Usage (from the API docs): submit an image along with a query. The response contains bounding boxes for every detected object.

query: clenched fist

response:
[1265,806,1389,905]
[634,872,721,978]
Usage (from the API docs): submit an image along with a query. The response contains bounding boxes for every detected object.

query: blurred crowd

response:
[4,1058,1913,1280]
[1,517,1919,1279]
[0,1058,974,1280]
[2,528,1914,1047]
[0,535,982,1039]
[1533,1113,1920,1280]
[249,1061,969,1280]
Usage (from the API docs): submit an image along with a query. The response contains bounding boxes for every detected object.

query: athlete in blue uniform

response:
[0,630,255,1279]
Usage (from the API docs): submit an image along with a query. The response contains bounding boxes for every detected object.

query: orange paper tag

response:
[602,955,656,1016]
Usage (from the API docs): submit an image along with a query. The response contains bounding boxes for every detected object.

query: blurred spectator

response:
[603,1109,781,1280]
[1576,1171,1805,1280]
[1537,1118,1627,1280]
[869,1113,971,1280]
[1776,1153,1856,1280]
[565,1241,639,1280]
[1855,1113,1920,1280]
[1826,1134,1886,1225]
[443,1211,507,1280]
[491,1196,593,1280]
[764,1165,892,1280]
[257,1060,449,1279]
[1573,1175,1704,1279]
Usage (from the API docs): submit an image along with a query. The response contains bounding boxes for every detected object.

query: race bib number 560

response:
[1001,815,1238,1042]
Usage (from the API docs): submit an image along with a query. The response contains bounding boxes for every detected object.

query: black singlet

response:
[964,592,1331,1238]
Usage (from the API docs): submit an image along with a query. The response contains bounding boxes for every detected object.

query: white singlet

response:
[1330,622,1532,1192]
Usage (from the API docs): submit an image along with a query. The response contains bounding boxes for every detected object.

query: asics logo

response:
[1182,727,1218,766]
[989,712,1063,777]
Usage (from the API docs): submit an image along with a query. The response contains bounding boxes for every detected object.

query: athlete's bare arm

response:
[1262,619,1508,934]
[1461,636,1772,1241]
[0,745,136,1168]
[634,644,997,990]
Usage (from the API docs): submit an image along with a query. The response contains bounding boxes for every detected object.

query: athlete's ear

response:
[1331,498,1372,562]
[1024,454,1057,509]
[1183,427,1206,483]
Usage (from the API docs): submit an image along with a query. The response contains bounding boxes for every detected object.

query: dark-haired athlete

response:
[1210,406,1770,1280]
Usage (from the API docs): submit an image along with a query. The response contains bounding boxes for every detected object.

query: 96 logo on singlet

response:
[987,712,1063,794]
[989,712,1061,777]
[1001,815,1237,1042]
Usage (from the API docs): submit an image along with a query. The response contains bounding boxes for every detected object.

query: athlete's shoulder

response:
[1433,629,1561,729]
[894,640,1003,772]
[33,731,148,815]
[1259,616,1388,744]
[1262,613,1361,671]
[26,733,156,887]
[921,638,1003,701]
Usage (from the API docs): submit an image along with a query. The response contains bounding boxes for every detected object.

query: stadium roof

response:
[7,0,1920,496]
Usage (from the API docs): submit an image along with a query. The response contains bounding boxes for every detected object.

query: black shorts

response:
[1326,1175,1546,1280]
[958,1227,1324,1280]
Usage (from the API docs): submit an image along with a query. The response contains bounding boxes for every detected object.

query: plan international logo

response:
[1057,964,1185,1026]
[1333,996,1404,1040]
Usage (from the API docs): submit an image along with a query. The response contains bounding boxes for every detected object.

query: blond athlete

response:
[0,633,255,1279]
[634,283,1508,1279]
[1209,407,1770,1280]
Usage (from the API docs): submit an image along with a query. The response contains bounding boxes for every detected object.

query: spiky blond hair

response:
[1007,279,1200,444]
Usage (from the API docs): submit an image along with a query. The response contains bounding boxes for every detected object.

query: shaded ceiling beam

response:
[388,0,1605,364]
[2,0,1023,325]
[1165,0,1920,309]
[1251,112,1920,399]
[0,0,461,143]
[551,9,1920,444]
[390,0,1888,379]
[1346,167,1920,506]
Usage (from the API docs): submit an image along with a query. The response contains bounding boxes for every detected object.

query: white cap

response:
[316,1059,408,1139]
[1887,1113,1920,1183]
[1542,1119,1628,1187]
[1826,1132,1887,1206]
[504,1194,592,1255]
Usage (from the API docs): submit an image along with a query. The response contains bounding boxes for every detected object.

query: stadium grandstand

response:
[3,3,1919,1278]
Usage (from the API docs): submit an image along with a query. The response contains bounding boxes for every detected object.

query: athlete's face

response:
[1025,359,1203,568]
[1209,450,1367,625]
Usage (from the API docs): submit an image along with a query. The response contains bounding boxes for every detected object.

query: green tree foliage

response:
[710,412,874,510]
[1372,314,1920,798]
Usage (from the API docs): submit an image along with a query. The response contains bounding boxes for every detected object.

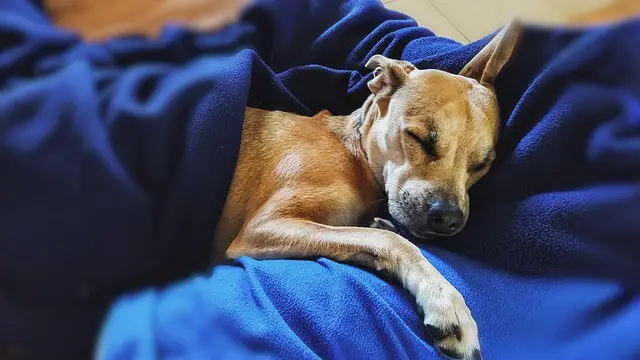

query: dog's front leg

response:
[227,218,480,359]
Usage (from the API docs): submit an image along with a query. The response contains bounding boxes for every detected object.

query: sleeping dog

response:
[214,20,521,359]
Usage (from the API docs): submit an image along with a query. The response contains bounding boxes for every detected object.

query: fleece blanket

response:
[1,0,639,359]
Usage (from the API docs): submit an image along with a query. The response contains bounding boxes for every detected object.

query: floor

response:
[46,0,249,40]
[48,0,640,41]
[384,0,640,43]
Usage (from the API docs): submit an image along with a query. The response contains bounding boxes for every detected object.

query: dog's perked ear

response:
[460,18,522,87]
[365,55,416,97]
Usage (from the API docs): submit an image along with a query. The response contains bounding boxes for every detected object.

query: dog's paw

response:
[416,284,481,360]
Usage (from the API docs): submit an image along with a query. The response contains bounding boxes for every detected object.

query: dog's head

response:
[361,20,520,239]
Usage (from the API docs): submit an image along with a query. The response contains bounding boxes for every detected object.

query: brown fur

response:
[213,20,521,359]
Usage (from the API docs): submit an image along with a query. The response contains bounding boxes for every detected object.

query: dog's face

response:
[362,21,520,239]
[377,70,499,239]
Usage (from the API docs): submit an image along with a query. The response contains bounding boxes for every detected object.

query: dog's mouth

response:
[408,229,436,241]
[408,226,463,241]
[386,201,466,240]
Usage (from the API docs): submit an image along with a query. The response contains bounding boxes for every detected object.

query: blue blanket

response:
[1,0,639,359]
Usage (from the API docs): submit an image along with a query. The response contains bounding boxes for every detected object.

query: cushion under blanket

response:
[1,0,639,359]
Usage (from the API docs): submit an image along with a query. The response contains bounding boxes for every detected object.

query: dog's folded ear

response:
[460,18,522,87]
[365,55,416,97]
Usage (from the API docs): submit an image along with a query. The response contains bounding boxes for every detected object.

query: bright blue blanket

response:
[1,0,639,359]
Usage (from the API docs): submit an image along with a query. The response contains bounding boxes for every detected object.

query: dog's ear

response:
[365,55,416,97]
[460,18,521,87]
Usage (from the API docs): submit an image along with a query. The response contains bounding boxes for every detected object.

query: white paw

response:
[416,282,481,359]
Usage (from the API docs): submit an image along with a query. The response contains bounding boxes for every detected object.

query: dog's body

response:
[213,107,381,255]
[214,21,520,360]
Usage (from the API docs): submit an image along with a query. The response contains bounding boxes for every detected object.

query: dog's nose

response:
[428,201,463,235]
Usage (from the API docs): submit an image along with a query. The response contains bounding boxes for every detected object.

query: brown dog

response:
[213,20,521,359]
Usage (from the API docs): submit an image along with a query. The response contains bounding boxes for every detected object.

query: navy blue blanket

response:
[1,0,639,359]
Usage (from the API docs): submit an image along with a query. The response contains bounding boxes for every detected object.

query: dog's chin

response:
[406,225,465,241]
[408,229,436,241]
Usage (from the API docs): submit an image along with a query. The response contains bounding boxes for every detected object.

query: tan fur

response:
[379,70,499,236]
[213,20,521,359]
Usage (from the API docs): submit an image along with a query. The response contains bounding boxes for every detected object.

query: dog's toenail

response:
[426,325,448,340]
[438,347,464,359]
[471,349,483,360]
[452,324,462,341]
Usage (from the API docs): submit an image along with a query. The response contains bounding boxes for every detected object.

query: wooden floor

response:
[45,0,248,40]
[46,0,639,42]
[569,0,640,25]
[386,0,640,43]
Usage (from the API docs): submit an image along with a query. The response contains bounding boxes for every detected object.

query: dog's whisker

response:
[387,181,411,198]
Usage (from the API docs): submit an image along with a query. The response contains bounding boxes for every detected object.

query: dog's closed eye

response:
[471,161,489,173]
[470,151,495,173]
[407,130,437,158]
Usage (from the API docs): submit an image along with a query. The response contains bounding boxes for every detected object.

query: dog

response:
[213,20,521,360]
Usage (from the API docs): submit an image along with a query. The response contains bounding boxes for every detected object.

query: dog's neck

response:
▬▬▬▬▬▬
WORK TASK.
Only the lines from the one containing "query: wooden floor" through the last line of the records above are to be reproduced, exactly and with both ends included.

SOLUTION TO THIS EXERCISE.
query: wooden floor

response:
[45,0,248,40]
[46,0,639,42]
[569,0,640,25]
[386,0,640,43]
Usage (from the API docs): submit an image along with a query. The response contains bounding boxes for every detected object.

query: dog's whisker

response:
[387,181,411,198]
Usage (from the API docs): submit an image along with a query. The response contains bounding boxes for every detected object.

query: dog's closed eye

response:
[471,161,489,173]
[470,151,495,173]
[407,130,437,158]
Usage (from the API docs): submit an image along with a query. The response contains bounding boxes for every detected object.

query: dog

response:
[213,20,521,360]
Usage (from the API docs): submit an image along with a query. The response contains bounding boxes for every detected object.

query: dog's neck

response:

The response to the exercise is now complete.